Records provided -
===============

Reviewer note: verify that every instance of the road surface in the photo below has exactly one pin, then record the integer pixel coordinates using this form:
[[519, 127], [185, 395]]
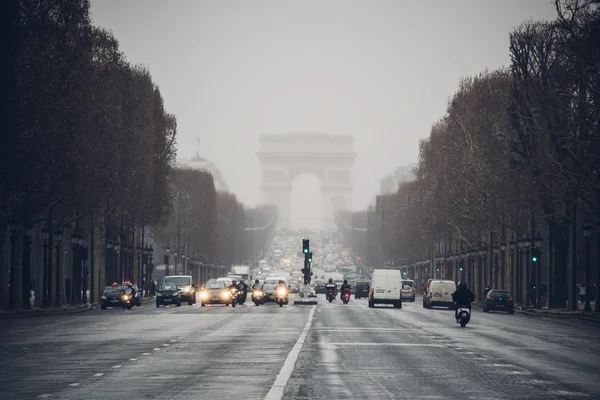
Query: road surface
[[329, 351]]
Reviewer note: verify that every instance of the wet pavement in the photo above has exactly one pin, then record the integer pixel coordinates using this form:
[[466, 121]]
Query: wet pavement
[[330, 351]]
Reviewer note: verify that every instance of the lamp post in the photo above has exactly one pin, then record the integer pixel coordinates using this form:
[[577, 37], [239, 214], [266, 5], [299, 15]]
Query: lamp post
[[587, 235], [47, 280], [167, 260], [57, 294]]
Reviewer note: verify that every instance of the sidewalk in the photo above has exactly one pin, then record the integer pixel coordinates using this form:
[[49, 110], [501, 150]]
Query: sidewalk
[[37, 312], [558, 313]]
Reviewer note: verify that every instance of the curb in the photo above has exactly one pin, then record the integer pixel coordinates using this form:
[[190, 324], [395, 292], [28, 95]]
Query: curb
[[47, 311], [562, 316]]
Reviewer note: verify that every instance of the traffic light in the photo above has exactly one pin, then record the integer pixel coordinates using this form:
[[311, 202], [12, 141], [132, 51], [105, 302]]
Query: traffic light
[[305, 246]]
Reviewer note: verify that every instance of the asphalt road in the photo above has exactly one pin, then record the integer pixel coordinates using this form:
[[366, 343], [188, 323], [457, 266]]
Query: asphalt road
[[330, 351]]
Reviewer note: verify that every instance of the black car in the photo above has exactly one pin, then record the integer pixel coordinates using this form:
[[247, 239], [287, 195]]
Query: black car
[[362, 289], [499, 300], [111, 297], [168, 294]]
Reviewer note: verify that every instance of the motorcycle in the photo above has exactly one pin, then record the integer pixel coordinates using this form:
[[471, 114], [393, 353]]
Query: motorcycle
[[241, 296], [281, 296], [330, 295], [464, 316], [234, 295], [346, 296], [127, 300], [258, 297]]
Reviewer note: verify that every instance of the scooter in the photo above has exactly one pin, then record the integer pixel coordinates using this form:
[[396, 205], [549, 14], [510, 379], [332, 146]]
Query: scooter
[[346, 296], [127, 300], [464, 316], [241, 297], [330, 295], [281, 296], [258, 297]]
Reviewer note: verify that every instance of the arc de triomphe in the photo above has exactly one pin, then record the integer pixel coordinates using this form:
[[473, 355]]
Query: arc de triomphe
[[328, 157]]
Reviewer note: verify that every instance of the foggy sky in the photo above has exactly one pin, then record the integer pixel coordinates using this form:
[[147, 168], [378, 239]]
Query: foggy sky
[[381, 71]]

===============

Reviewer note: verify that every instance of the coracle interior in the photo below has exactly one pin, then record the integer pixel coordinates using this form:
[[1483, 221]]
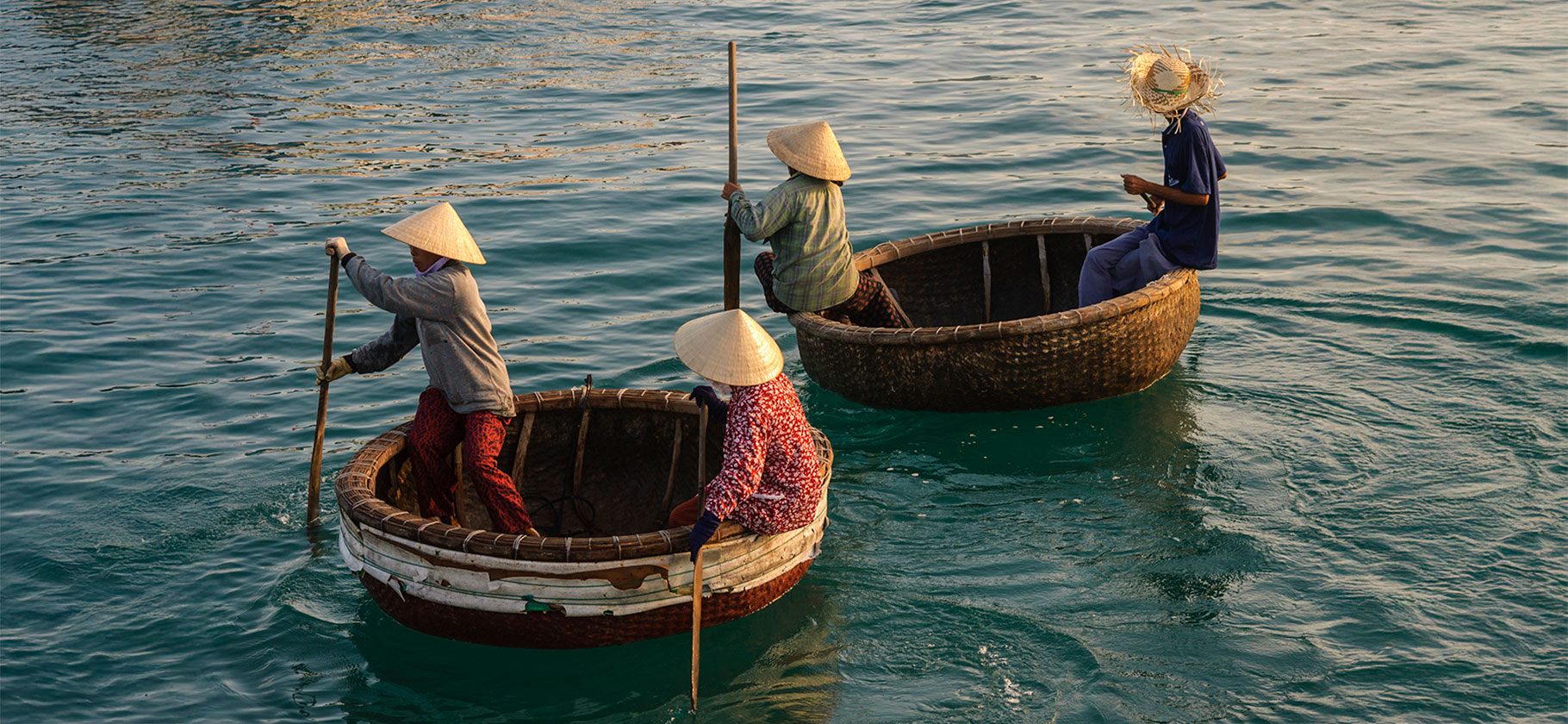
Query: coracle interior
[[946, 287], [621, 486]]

===============

Exercise prompt - Copy the listing from the line that contains "Reviewer note: verify that every instance of the arc" through the line that contains "[[381, 71]]", inclusive, with requests included. Scale every answer coordinate by 0.65 and round to whole numbers, halves up, but keep the numbers in the requests and their format samples as they are.

Final answer -
Reviewer note: verify that every instance of the arc de triomphe in the photo above has exactly one pin, then record the integer pixel coordinates using this form:
[[473, 355]]
Query: arc de triomphe
[[213, 102]]
Reviewer note: verify that every instance of the foggy sky in the photo above has exactly one pin, then record the integer pixel coordinates using this form:
[[147, 168], [378, 239]]
Query: foggy sky
[[248, 46]]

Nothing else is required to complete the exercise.